● Extract
↓↓↓

How is a law graduate’s spoken and written communication so bad? Of course, not everyone can write and speak well and eloquently. It doesn’t mean they are not intelligent. After all, dyslexia is a real condition. For her though, some people have offered the defence of stage fright as a possible cause of her inability to express herself during the testimony. But how does that defence extend to her written communication composed in the comfort of her home or work, away from the eyes of a multitude? When her communication, both written and spoken, mangles the rules of grammar in that fashion (and we are not talking about typos), especially for a graduate of a course that prides itself on eloquence and frankly everything else, it raises genuine concerns. It makes us question the quality of education she had received. This is not a good advert for the National Open University of Nigeria.
But this is also beyond the NOUN because the Nigerian education system, like the religious institutions in the country, has proven to be fertile ground for charlatanism as well. A cursory look at a range of graduates will demonstrate that some of them cannot defend the degrees they have, while others have an excellent grasp of their areas of study. Fake professors have been outed, fake certificates have been issued, quack graduates, notably in medicine, have laid claim to one institution or the other, and the system has been worked such that university officials have traded grades for sex, favours, or monetary rewards.
We are not talking about the questionable hire and retention of lecturers, often on the basis of being indigenes, or the habitual sacrifice of merit at the altar of mediocrity. So we end up with lecturers who run their classes like cults, where their students are taught to be timid and afraid, not curious and enlightened, to buy handouts and self-authored, poorly-stapled pamphlets as recommended text or fail.
These institutions have both, in a way, been entrusted to sanitise themselves from charlatanism. Both have largely failed in this task. The system of accountability in them has been compromised by those who administer it. So when graduates who do not inspire confidence, like the woman in question, emerge, there is room for suspicion.

↑↑↑

[Dataset items]

↓↓↓

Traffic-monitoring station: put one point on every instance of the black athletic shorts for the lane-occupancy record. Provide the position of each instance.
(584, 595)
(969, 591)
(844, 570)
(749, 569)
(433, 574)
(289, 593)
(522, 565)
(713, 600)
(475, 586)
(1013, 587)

↑↑↑
↓↓↓

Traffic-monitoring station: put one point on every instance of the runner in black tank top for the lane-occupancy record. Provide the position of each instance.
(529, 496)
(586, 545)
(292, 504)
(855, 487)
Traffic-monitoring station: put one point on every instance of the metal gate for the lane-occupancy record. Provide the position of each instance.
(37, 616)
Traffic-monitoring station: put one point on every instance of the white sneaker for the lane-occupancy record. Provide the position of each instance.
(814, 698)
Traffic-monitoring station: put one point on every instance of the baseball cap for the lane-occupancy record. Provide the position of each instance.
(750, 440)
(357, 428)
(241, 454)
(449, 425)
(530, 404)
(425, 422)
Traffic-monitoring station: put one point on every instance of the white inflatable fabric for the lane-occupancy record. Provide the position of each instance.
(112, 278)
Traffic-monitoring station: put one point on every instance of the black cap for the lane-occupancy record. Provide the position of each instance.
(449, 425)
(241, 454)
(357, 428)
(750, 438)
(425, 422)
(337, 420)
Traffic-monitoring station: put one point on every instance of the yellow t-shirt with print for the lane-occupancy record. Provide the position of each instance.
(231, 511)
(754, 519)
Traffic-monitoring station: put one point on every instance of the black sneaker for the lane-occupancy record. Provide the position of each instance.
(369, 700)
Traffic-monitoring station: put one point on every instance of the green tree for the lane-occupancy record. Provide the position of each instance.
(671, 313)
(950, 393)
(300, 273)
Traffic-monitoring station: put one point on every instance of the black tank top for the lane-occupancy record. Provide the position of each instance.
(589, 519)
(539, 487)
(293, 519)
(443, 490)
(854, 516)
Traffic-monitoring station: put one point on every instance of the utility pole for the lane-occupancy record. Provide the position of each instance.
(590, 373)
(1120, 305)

↑↑↑
↓↓↓

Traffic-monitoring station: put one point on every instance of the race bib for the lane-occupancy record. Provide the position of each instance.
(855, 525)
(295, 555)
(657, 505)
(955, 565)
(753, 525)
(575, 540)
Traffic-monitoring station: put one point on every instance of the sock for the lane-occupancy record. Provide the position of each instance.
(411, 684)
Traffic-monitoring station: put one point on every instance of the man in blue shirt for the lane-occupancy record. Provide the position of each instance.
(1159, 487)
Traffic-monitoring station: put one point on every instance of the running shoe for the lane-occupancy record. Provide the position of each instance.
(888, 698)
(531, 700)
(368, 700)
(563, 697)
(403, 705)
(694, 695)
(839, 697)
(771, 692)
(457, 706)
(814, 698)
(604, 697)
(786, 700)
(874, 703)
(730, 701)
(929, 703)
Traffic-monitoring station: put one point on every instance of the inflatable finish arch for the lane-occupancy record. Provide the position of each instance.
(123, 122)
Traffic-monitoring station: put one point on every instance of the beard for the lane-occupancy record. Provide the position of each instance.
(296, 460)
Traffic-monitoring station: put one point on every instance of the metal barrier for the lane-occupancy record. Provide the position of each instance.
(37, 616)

↑↑↑

● Prompt
Reproduce the passage of the opinion piece on Nigerian education between "We are not talking about the" and "text or fail.", inclusive. This material plays no role in what follows.

● Exercise result
We are not talking about the questionable hire and retention of lecturers, often on the basis of being indigenes, or the habitual sacrifice of merit at the altar of mediocrity. So we end up with lecturers who run their classes like cults, where their students are taught to be timid and afraid, not curious and enlightened, to buy handouts and self-authored, poorly-stapled pamphlets as recommended text or fail.